> **Dane wejściowe**
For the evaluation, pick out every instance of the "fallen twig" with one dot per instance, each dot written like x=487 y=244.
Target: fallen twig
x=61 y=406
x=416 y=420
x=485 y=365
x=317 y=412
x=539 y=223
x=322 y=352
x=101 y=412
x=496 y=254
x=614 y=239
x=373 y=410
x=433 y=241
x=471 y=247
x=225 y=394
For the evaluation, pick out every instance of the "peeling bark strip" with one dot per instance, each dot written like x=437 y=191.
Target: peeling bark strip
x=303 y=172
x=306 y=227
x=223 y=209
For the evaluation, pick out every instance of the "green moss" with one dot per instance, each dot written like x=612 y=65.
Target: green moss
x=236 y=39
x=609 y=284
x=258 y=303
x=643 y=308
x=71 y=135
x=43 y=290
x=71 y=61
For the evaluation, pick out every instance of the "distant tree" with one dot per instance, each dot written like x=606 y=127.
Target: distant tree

--

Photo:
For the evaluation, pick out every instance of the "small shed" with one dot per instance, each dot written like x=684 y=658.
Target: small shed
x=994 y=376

> **Treść zadania**
Przepisz w całości wiersze między wierszem zawierającym „like x=487 y=244.” a wierszem zawierającym „x=225 y=394”, włącznie. Zwiększ przy tym o 144 każdą współrzędną w odpowiedziach, a pozostały tekst zostaw bez zmian.

> **Rozwiązanie zadania**
For the evaluation, pick out every instance of the "fallen twig" with one dot per instance, each dot written like x=487 y=244.
Target: fallen twig
x=205 y=550
x=560 y=564
x=629 y=509
x=461 y=556
x=683 y=367
x=466 y=496
x=245 y=556
x=640 y=398
x=758 y=383
x=517 y=554
x=577 y=385
x=615 y=391
x=369 y=538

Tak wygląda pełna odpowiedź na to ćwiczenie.